» EXERCISE GOAL
Look over the data below and give the number of lines containing the word "yellow", with no other words.

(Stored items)
===

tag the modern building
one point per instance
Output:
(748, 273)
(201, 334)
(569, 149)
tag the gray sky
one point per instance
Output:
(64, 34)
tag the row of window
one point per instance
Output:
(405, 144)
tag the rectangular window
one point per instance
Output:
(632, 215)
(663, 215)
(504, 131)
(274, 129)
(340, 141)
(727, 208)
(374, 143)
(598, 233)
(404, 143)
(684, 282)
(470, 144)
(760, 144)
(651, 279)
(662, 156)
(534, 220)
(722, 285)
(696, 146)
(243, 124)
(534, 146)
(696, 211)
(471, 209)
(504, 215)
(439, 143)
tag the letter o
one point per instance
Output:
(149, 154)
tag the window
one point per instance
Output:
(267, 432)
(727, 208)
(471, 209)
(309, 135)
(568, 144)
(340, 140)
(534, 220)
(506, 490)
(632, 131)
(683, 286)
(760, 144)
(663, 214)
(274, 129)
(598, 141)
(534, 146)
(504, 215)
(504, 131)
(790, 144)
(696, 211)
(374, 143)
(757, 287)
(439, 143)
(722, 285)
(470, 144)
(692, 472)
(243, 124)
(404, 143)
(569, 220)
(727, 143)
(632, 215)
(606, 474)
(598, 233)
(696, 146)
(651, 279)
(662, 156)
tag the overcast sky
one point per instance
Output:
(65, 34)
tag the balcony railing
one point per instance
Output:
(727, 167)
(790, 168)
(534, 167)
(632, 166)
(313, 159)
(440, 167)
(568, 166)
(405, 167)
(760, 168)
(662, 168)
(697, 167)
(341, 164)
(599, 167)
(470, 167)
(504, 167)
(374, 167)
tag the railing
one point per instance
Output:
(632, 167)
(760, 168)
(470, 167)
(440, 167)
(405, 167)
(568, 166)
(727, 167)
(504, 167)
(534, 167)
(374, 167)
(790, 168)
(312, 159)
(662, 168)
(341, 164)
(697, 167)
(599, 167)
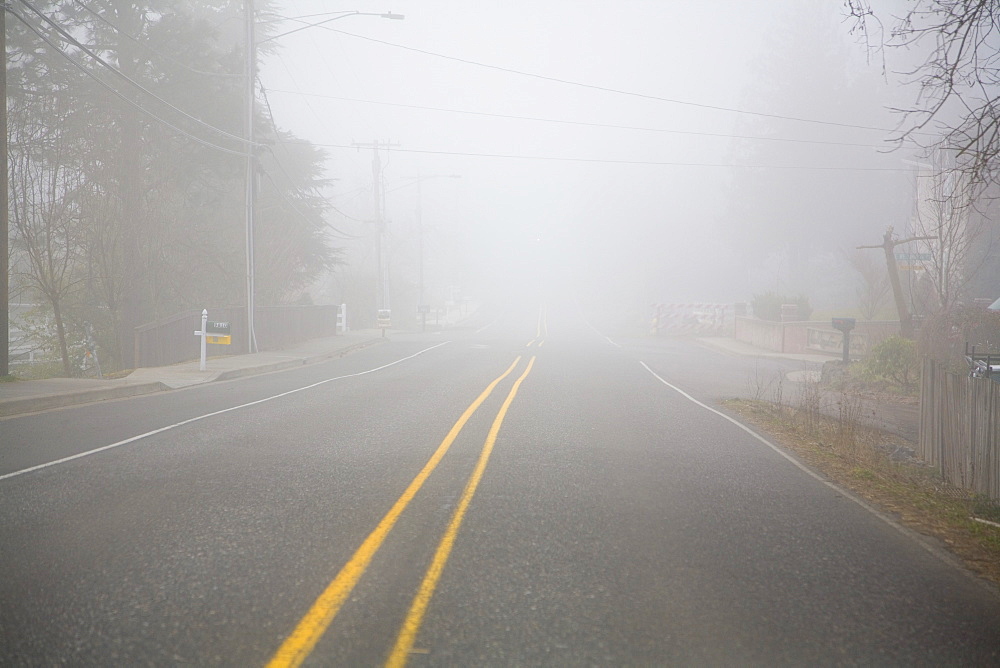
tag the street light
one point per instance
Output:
(251, 76)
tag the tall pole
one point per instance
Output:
(379, 229)
(4, 233)
(251, 74)
(381, 261)
(420, 255)
(888, 246)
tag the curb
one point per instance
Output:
(44, 402)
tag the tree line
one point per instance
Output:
(127, 170)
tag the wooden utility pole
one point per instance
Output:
(888, 246)
(382, 302)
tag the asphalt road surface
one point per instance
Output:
(526, 492)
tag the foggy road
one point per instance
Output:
(522, 492)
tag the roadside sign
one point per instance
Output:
(218, 333)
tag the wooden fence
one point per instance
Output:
(960, 428)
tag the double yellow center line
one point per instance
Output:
(311, 627)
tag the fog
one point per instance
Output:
(685, 199)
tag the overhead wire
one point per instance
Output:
(613, 126)
(72, 40)
(606, 89)
(662, 163)
(117, 93)
(100, 17)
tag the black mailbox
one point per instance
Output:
(844, 324)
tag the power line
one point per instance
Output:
(571, 122)
(118, 94)
(618, 91)
(660, 163)
(72, 40)
(149, 48)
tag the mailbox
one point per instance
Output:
(218, 332)
(844, 324)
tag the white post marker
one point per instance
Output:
(204, 338)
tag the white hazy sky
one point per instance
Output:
(654, 231)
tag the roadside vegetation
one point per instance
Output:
(832, 427)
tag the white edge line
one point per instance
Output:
(208, 415)
(938, 552)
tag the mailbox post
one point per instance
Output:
(845, 325)
(204, 338)
(212, 332)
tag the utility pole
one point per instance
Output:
(251, 75)
(382, 303)
(888, 246)
(5, 233)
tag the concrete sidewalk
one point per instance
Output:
(29, 396)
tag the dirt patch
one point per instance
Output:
(878, 466)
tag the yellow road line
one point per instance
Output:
(414, 618)
(311, 627)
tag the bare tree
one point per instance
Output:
(888, 246)
(957, 104)
(949, 233)
(44, 210)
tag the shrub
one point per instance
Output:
(893, 361)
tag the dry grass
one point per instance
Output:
(868, 461)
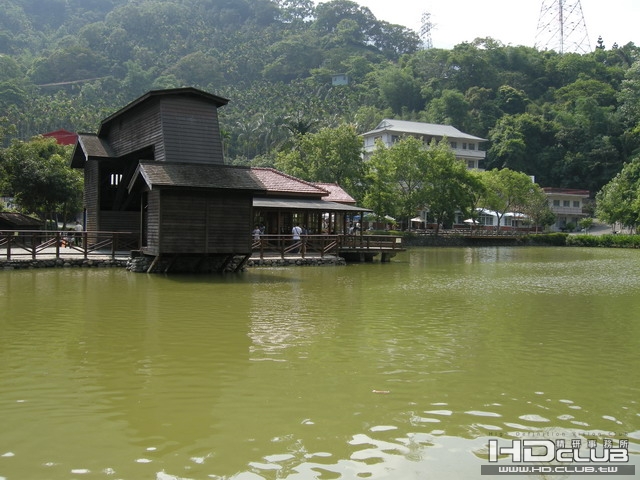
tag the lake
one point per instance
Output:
(401, 370)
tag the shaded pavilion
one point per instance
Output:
(155, 168)
(317, 207)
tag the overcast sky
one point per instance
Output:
(512, 22)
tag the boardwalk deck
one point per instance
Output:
(355, 248)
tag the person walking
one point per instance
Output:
(296, 232)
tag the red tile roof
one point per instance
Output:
(63, 137)
(276, 182)
(336, 193)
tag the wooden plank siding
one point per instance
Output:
(118, 221)
(191, 131)
(203, 222)
(129, 134)
(91, 194)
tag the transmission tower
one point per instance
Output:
(561, 27)
(425, 30)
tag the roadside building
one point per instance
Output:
(568, 205)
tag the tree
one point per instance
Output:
(537, 208)
(449, 186)
(380, 193)
(333, 155)
(408, 158)
(40, 179)
(617, 201)
(506, 190)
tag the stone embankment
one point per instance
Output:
(62, 263)
(289, 262)
(141, 263)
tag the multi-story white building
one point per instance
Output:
(466, 147)
(567, 204)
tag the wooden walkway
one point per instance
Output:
(44, 245)
(351, 247)
(33, 245)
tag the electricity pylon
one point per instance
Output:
(561, 27)
(425, 30)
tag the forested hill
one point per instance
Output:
(571, 120)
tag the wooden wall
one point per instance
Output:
(191, 131)
(180, 129)
(91, 194)
(130, 133)
(203, 222)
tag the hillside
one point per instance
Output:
(571, 120)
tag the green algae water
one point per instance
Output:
(402, 370)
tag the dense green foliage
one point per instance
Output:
(570, 120)
(38, 176)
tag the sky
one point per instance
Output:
(513, 22)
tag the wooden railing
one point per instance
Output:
(321, 245)
(59, 244)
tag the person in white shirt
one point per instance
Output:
(296, 232)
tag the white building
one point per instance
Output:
(466, 147)
(567, 204)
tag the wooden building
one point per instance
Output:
(287, 201)
(156, 167)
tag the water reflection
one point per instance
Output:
(367, 371)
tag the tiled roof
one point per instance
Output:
(164, 174)
(19, 220)
(565, 191)
(336, 193)
(276, 182)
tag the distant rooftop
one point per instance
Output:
(419, 128)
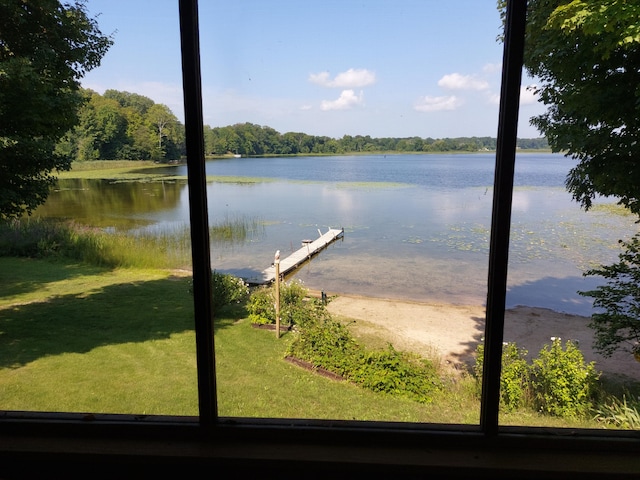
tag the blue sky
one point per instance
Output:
(385, 68)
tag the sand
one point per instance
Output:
(452, 332)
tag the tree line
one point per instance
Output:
(123, 126)
(128, 126)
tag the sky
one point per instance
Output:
(384, 68)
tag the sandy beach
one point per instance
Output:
(452, 332)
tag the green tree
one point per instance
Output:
(617, 323)
(586, 55)
(165, 127)
(46, 47)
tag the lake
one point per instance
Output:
(416, 226)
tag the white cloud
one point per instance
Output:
(352, 78)
(494, 98)
(492, 68)
(348, 99)
(455, 81)
(528, 95)
(436, 104)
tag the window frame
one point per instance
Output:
(64, 439)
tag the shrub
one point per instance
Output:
(515, 376)
(397, 373)
(562, 383)
(261, 306)
(294, 306)
(327, 343)
(620, 413)
(226, 289)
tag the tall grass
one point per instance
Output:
(38, 238)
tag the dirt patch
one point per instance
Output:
(452, 332)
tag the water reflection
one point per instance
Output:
(418, 237)
(105, 204)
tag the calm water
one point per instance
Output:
(416, 226)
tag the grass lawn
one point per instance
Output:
(77, 338)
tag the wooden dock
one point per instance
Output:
(297, 258)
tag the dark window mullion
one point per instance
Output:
(194, 130)
(512, 61)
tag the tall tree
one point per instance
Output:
(46, 47)
(586, 54)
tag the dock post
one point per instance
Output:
(276, 263)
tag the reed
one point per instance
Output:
(165, 248)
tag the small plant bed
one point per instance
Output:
(271, 326)
(309, 366)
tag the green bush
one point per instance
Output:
(261, 306)
(327, 343)
(620, 413)
(397, 373)
(563, 385)
(515, 376)
(227, 289)
(295, 308)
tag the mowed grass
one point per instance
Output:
(76, 338)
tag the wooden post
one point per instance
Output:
(277, 265)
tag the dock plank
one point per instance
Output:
(298, 257)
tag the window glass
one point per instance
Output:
(95, 310)
(379, 119)
(557, 368)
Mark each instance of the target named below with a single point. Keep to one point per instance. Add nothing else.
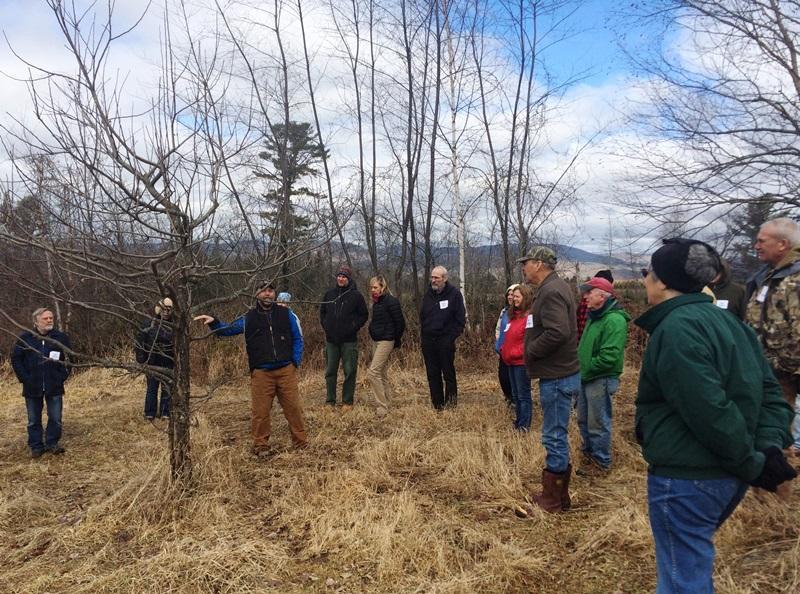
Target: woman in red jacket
(513, 354)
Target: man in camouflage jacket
(773, 307)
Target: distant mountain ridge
(564, 252)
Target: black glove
(776, 470)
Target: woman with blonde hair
(386, 330)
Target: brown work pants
(265, 384)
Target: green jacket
(708, 402)
(602, 347)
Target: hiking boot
(553, 484)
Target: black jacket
(154, 344)
(387, 321)
(39, 363)
(342, 313)
(442, 314)
(268, 336)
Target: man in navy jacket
(441, 319)
(38, 360)
(274, 344)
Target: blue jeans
(556, 396)
(151, 408)
(521, 391)
(594, 418)
(684, 515)
(53, 432)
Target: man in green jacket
(600, 354)
(709, 415)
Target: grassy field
(415, 502)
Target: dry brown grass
(417, 502)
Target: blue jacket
(502, 322)
(237, 327)
(39, 363)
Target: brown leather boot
(553, 488)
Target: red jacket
(513, 350)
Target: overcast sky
(597, 103)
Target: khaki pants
(376, 374)
(264, 386)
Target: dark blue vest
(268, 336)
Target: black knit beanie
(669, 264)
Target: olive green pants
(347, 353)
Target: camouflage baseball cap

===

» ANSWER FOR THE TASK
2